— start of Text passage —

# Phones in the kitchen?



## foodpump (Oct 10, 2005)

Need your input on this, what are your house policies on phones in the kitchen, specificaly regarding cooks on the line?

Am at the point of writing up one cook, and don't know what will happen next. H.R. tells me to physically take her phone away, and while I'd love to, Im pretty sure its not an intelligent thing to do.

Input?


----------



## chefwriter (Oct 31, 2012)

Hopefully someone will provide a solid answer. I'd like one too. Our "company policy" is to be two faced. On the one hand, all supervisors are supposed to make sure they have their phone on and ready, just in case as well as making sure every employee has their number. On the other, employees aren't supposed to be on their phones during work, or at least not on the line, or perhaps only in hallways and storage areas, although…..

     I'd like a secure box of some kind where phones can be kept during work, handed in upon arrival.  But of course, management says that would infringe on ???

HR tells us the same thing. But then don't provide support after the resulting argument/pissed employee. 

The end result being, most are good about it but there's always one or two or three employees who just can't resist the lure of the internet.


----------



## cheflayne (Aug 21, 2004)

Does your company have a clearly defined written policy on phones use at work and consequences of not following policy. Has the cook in question signed acknowledging receiving the written policy and consequences; and that she fully understands it? If so, I would initiate the consequences listed. If not I would suggest to HR that they institute such a program post haste. I would also suggest to HR that they physically remove the phone from her possession...or draft a memo giving you authorization and stating that you are following orders and thereby absolved of any responsibilities. _Litigious times, you gotta love 'em!_

Shhh... keep this quiet, just between you and me...I would have her accompany you into the walk-in and have a private talk with the compressor running. :~)


----------



## someday (Aug 15, 2003)

I have a pretty liberal phone policy. I don't see what being a hardass on phones gains anyone. It is 2017, smart phones aren't going away, the ubiquity of them isn't going away...people live with their phones now days. Other professions carry phones with them while they work...nobody writes up my mother or father if they take or make a personal phone call during the day. Doctors, lawyers, business professionals, realtors, plumbers, construction workers, teachers, etc, all keep phones on them all the time. They use discretion...sitting at their desk typing a report or meme? OK, I can take/make a quick call if needed. In a meeting with my boss or co-workers? Probably not a good time to take a call...why should cooks and chefs be any different?

— end of Text passage —
— start of Data entries —

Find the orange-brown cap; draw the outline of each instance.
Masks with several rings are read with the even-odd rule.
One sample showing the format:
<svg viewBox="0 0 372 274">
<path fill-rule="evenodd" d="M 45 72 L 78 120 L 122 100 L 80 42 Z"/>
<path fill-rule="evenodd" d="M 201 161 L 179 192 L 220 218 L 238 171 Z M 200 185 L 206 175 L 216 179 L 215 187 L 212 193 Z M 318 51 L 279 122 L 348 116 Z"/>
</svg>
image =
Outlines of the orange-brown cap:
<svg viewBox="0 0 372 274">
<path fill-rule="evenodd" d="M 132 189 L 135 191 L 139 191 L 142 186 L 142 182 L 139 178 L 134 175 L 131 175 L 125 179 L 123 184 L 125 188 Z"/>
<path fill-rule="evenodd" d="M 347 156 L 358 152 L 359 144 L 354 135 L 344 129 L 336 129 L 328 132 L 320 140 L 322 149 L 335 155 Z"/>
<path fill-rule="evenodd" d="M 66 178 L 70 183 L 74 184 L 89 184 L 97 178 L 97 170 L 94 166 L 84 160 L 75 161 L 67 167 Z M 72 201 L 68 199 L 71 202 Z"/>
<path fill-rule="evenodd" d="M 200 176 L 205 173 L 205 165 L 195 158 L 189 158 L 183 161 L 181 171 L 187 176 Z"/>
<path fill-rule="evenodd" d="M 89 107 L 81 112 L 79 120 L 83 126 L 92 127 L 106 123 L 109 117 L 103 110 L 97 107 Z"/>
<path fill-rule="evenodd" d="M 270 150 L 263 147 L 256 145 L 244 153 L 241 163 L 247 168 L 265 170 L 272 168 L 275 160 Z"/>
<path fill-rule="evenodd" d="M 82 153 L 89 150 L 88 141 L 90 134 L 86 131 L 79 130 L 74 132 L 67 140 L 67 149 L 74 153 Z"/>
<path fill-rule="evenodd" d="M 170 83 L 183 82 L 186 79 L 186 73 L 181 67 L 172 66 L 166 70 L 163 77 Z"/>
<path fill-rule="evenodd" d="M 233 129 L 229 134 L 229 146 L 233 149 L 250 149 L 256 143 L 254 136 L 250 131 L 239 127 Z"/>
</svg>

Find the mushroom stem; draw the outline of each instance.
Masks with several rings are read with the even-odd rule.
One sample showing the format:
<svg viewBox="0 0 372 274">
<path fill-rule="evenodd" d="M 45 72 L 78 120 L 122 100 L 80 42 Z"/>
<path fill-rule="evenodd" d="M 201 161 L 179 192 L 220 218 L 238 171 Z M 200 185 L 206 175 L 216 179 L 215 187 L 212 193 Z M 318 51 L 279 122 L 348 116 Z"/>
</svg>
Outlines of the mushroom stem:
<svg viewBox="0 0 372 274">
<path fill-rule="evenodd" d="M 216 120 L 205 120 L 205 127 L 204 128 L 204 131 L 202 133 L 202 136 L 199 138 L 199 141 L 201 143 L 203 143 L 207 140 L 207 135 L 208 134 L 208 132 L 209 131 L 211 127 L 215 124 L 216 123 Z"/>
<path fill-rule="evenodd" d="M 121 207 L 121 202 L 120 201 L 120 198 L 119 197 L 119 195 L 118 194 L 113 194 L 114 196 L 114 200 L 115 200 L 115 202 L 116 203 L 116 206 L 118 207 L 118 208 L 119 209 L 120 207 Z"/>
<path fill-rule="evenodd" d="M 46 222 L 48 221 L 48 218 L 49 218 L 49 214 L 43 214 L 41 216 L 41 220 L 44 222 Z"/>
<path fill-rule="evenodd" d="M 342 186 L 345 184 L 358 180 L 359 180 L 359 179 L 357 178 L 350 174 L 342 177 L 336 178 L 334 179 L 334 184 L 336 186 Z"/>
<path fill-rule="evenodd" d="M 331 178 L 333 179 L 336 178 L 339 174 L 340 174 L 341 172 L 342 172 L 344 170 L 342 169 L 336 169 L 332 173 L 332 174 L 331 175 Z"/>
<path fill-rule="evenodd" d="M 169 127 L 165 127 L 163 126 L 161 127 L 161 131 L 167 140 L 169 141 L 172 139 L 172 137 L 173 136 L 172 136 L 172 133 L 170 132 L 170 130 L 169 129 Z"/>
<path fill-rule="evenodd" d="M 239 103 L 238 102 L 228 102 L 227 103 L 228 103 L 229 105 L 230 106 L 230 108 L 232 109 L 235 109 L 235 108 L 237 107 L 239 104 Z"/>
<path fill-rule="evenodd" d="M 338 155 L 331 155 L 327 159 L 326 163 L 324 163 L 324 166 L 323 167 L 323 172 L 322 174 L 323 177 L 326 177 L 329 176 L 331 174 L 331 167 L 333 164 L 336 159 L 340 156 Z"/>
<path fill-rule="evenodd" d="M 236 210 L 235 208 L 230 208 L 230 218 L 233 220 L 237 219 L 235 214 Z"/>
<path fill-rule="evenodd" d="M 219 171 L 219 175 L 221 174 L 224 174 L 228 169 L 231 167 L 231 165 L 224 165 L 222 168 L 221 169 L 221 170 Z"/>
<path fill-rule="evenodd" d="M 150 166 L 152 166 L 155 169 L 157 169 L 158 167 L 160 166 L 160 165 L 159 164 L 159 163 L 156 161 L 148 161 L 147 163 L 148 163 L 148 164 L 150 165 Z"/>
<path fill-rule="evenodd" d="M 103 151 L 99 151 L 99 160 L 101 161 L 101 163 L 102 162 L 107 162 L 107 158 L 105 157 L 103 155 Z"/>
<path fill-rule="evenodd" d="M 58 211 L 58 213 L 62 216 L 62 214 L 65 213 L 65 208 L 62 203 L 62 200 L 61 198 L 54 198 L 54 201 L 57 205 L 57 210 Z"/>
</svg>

— end of Data entries —

## Aim
Could you proceed with the forum thread on phones in the kitchen, picking up after its last sentence? The records are separate material that stands apart from the forum thread.

## Result
Rules and whatnot only teach your employees to sneak and hide their phone use. Your employees are using their phones...they just don't let you see it. They run to the bathroom, or run outside for a smoke, or hide in dry storage, etc. 

I trust my people to be responsible with cell phone use. Why wouldn't I? Do I care if, during prep, a cook jumps out to take 5 and make a phone call or check their email? No I don't. Again, why would I? 

If it becomes a problem then we'll talk about it. If they spend time on their phone, and are constantly behind and not set up for service, then yeah, it is a problem. But I try not to do a blanket cell phone policy because one person abuses it. That one person needs to know to prioritize better. 

I do have one cell phone rule tho...no cell usage during service (unless to snap a quick photo). This should be obvious because its crunch time. Emergency...OK yeah, of course. Otherwise no. But that ties into discretion and appropriate times for usage. 

Haven't really had any problems. 

I want someone to describe to me what the big deal is? Again, it's 2017, no getting around it. Soon enough they'll be implanted in our brains...what will you guys do then?


----------



## foodpump (Oct 10, 2005)

Sigh.....no. Currently working in a small hotel with aprox 150 employees. H.R. is leaving at the end of the month, but for the last two months only showed up for two hours every morning. It was her that told me to take the employees phone away. I asked her twice more and got the same answer.

What I think is fair is this:
Letter of warning with the caveat that if she uses the phone on the line again, she will be asked to put her phone in her locker. What she does on her breaks is her business. If caught yapping while working--or as per previous guest and servers complaints--with earshot of the customers, termination.


Don't think the hotel or Chef is capable of any form signing where the employee acknowledges the rules.....


----------



## foodpump (Oct 10, 2005)

Hi Someday...

Problems are:
Cook yapping in machinegun spanish infront of customers (open kitchen) , cook yapping down in prep kitchen totally oblivious to buzzers and timers on ovens, steamers, etc, and has burnt product several times Cook yapping in the walk in with the door open .

Is it really 2017? Ohmygosh! So what? Next yesr will be 2018. Who gives a (deleted) ?

This is how I see the problem:

-If I HAD to have a drink or a joint every day before work, would you say I had a problem? If I couldn't work 4 hours without a drink or a joint, would I have a problem?

You have a break every 2 hours, what you do on your break is none of my business. What you do before your shift and after your shift is none of my business.

So, my question is, If you can't go two hours without yapping or texting, would you agree you have a problem?


----------



## chefteneal (May 18, 2017)

What does HR have in emploment contracts about cell phones?


----------



## cheflayne (Aug 21, 2004)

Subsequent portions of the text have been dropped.